Text block →
Monumental signs and symbols of the profane brought to an ideal form fill up his prints,
paintings and drawings. He often returns to the arch theme especially in the shape of a
window, a gate, a dome, an icon. Lights are equally important elements in his works. They
are not illusions of natural light but inner light resulting from the nature of artistic materials.
The artist creates vivid equivalents of the mystical world without materialistic nature.
        Print works of Janusz Cywicki (father of Łukasz Cywicki) present different style,
which refers to the geometrical abstraction trend, experiment of op art and to the idea of
contructivism. In Poland the cradle of this trend was prewar Łódź and the great artists of
Polish and global avant-garde: Władysław Strzemiński, Katarzyna Kobro, Henryk Stażewski
and Henryk Berlewi. After the war this trend in fine arts was practiced by: Ryszard Winiarski,
Adam Marczyński, Zbigniew Gostomski, Jan Ziemski and Jerzy Kałucki. The fact that
Cywicki adds space into the graphic art, breaking at the same time one of its constitutive rules
since such work cannot be duplicated, is a novelty in his artistic creations. Repeated,
sometimes regular using of the same print usually made in linocut technique or the screen-
printing is a kind of the substitute for duplication. In compositions the artist uses his own
previous prints, which are processed and then reused as materials for collages and
installations. We can recognize this technique as an artistic version of the popular reusage
action of recyclable materials and call it a graphic recycling. He limits the color scheme to the
minimum. He creates in black, grey, sometimes introduces elements of blue, red and green.
This starkness of color is essential to make the effects of whirling, bending space and its
chiaroscuro transition clear. Artist’s spatial works can be examined from different
perspectives and angles. Collages and graphic objects are funnily named, usually by adverbial
or adjectival titles as : Calmly, Precisely, Double, Hidden, Triple. In his manifesto the artist
from Przemyśl says that he is especially interested in space, movement, light and that his
artistic work is a kind of an intellectual game with truth, message and mystery being at stake.
These terms relate above all to the domain of art, because in the secrets of visual form-

maximally lucid, organized and aiming at harmony and in the elements set into motion the
artist is searching for his truth.

Stored data →

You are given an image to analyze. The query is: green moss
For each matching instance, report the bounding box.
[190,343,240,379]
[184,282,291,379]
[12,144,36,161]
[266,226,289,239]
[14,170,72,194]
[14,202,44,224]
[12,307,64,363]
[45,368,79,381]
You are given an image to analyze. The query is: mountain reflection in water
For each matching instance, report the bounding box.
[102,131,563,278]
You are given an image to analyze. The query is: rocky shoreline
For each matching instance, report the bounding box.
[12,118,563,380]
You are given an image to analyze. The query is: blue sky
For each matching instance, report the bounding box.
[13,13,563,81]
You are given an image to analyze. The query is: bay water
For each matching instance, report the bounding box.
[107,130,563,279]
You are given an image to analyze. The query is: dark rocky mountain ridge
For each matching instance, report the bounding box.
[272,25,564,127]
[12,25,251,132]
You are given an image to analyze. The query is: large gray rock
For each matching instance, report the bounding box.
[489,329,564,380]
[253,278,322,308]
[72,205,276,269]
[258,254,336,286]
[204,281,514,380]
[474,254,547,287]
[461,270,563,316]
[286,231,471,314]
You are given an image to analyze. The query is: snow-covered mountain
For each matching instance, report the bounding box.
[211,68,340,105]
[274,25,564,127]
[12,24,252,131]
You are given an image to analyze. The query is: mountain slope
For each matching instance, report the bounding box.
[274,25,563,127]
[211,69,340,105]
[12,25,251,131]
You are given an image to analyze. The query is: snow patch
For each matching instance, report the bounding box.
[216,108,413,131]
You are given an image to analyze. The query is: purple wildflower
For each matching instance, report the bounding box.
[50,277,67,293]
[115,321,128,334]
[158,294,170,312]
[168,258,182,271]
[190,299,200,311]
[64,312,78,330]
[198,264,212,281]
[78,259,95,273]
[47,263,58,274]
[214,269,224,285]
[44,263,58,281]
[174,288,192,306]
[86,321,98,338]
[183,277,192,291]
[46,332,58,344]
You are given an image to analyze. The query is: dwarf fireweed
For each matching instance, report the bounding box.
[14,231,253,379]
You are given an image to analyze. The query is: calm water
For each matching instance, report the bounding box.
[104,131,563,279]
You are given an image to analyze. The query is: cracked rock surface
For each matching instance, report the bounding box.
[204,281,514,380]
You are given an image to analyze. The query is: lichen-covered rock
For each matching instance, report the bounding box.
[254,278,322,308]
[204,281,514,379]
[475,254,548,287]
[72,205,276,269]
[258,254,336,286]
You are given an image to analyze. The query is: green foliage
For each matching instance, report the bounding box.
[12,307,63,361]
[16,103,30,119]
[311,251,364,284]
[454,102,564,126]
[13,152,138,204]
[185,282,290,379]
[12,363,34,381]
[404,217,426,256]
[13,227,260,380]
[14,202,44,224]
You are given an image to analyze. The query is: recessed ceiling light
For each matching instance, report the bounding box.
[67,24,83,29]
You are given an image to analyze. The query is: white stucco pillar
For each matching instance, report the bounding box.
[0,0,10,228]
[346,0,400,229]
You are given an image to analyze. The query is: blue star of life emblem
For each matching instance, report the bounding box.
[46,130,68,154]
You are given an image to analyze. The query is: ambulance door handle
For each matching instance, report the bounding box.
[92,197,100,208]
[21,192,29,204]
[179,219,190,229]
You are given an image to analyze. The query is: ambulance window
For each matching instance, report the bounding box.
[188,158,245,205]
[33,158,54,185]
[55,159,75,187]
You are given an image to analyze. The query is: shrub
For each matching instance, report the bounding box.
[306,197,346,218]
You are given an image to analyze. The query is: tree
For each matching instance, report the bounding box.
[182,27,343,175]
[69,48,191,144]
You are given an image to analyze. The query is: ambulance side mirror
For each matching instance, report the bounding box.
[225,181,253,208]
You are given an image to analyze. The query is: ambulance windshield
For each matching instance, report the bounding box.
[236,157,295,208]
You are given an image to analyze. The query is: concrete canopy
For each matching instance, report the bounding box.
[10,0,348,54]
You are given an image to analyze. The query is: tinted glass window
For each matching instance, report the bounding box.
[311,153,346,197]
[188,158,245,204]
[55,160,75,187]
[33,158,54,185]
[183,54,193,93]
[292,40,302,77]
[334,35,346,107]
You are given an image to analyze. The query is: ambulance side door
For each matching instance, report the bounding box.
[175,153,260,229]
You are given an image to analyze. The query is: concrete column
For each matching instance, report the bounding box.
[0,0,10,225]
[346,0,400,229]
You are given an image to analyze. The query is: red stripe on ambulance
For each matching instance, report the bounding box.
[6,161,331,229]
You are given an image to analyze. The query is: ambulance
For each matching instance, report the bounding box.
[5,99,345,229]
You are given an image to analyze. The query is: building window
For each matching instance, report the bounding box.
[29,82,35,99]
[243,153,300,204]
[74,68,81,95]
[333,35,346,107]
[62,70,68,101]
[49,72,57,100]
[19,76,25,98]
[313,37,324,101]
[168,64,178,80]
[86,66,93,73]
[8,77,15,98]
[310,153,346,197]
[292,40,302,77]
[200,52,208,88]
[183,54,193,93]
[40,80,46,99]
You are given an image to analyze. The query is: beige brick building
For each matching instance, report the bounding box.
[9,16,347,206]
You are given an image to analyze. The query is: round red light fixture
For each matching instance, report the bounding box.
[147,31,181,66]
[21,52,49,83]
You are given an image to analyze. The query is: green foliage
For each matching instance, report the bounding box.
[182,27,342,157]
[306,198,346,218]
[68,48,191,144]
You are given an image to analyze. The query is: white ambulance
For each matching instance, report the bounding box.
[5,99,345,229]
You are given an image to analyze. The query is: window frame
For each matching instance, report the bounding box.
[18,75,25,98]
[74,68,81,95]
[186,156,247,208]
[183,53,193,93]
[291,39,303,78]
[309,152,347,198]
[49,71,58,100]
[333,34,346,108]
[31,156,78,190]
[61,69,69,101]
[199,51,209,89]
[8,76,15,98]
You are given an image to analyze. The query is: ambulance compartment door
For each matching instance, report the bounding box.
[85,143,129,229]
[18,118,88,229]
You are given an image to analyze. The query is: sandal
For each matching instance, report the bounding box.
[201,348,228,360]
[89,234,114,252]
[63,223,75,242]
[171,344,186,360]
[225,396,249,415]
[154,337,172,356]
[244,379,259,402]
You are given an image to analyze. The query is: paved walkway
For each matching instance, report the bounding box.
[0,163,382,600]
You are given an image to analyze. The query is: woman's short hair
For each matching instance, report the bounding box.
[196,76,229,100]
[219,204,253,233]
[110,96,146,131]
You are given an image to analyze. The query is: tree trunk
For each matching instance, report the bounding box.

Instructions →
1) In one to three sentences, explain why, according to the passage on the Cywicki prints, Janusz Cywicki keeps his color scheme to a minimum.
2) From the passage on the Cywicki prints, write out everything from "This starkness of" down to "for his truth.".
The material after the text is separate from it.

Expected outputs →
1) He keeps mostly to black and grey, with occasional blue, red and green, because this starkness of color is essential to make the effects of whirling, bending space and its chiaroscuro transition clear.

2)
This starkness of color is essential to make the effects of whirling, bending space and its
chiaroscuro transition clear. Artist’s spatial works can be examined from different
perspectives and angles. Collages and graphic objects are funnily named, usually by adverbial
or adjectival titles as : Calmly, Precisely, Double, Hidden, Triple. In his manifesto the artist
from Przemyśl says that he is especially interested in space, movement, light and that his
artistic work is a kind of an intellectual game with truth, message and mystery being at stake.
These terms relate above all to the domain of art, because in the secrets of visual form-

maximally lucid, organized and aiming at harmony and in the elements set into motion the
artist is searching for his truth.